Exercise instructions:
1) In the post below about leaving Metaculus, copy word for word the stretch from "Zeitgeist-wise, the timing" through "he was right.".
2) Continue the post below about quitting Metaculus to start an AI venture, starting after its last sentence.

Document text:
====================

I quit my job last week. Not that I didn’t like Metaculus; I’m still no forecasting true believer despite my year there, but it’s a fascinating field, it was great to write code daily for the first time in years, my co-workers were excellent, and we even shipped some LLM-powered features. In fact, Metaculus’s former CTO (about whom I can’t say enough good things) left last year to build a startup focused on forecasting by LLMs. How do they do? Spectacularly well, actually, per Astral Codex Ten yesterday.
So why quit? Well — with apologies to my deep-tech / climate-tech / author / journalist / artist / international affairs friends — in the words of Sarah Guo:
So a friend / former colleague and I are working on a thing. A very business-y (and, I think, lucrative) thing, but with quixotic starry-eyed sociopolitical aspirations too, way down the road. Details to come. The more we work on it, the more obvious it seems that, despite modern AI’s many many frustrations and infelicities, it will be the world’s next great transformative force.1 So I’m jumping in with both feet.
Zeitgeist-wise, the timing seems eerily good; literally the same day, the two biggest AI announcements in eleven months hit —
As Rohit Krishnan put it:
He was talking about Gemini, Google’s mindblowing new model, and he was right.

====================

Record extracts:
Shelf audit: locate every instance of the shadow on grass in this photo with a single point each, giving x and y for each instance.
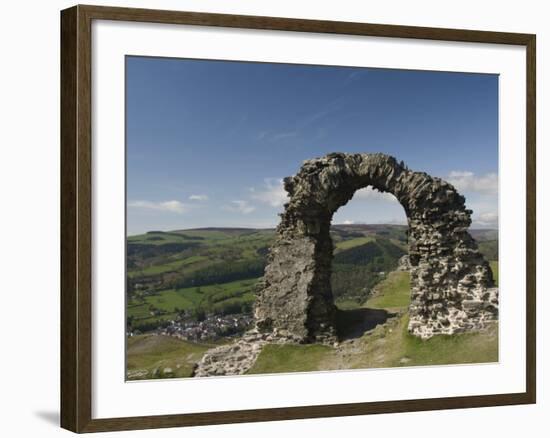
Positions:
(353, 323)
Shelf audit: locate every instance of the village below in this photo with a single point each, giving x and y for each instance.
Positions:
(193, 291)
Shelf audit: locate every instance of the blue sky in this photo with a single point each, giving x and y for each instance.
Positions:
(208, 142)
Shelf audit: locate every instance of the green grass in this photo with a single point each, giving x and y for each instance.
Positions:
(393, 292)
(388, 345)
(393, 346)
(212, 297)
(494, 268)
(169, 267)
(351, 243)
(150, 357)
(290, 358)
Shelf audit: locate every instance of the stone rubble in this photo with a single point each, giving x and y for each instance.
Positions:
(452, 287)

====================

Responses per task:
1)
Zeitgeist-wise, the timing seems eerily good; literally the same day, the two biggest AI announcements in eleven months hit —
As Rohit Krishnan put it:
He was talking about Gemini, Google’s mindblowing new model, and he was right.

2)
That day’s other big announcement was, of course, OpenAI’s Sora text-to-video breakthrough. I don’t want to underplay that. With one stroke they lapped entire companies such as RunwayML. We’re now only a few steps — a few years? — from generative AI literally turning scripts into compelling scenes, no intermediaries required. This is astoundingly cool, and I personally have a whole trunk of screenplays I’ve written that I cannot wait to turn into feature-length AI-generated “model movies,” or “talking storyboards,” or whatever we wind up calling that new form.
But, probably because I’ve been beating my head against the limitations of today’s models, it was Google’s Gemini 1.5 that really widened my eyes. I’m on record as underwhelmed by December’s Gemini 1.0/Ultra, but this … is something else. (It’s clearly “2.0,” but came too soon for them to brand it that. I suspect it’s also from a whole separate team, that December was Google Brain and this was DeepMind.)
Anyway. Regardless of the inside baseball of its genesis/launch, I mean just look at it. Less than a year ago GPT-4 launched with a maximum input size of 32K tokens / ~24K words. That seemed like a lot! …Today Gemini 1.5 can handle 10 million tokens.2 I’ve published nine books and half a million words of journalism over my life; you could stuff my entire published oeuvre into a single input four times over.
And when Google calls it multimodal, it means multimodal.
Yes, it’s still imperfect and flawed and will have blind spots and frustrations. No, it won’t write all your code for you, or run your business for you. But the single largest limitation of LLMs — which, I remind you, were already a mindblowing and transformative technology! — was the context window: the hard limit on how much input they would accept at all, and the frustrating soft limit of how their outputs subtly got worse as you stuffed more into that window.
And last week we saw that limitation … not vanish, exactly, 10M tokens is still a very finite number, and I’m sure there are still quantity/quality tradeoffs, but … diminish by two orders of magnitude overnight. And of course Google/DeepMind is only one of several frontier labs. We can assume OpenAI, Anthropic (remember them?), and Meta will add to their/our arsenals of futuristic epistemological toolkits very soon, too.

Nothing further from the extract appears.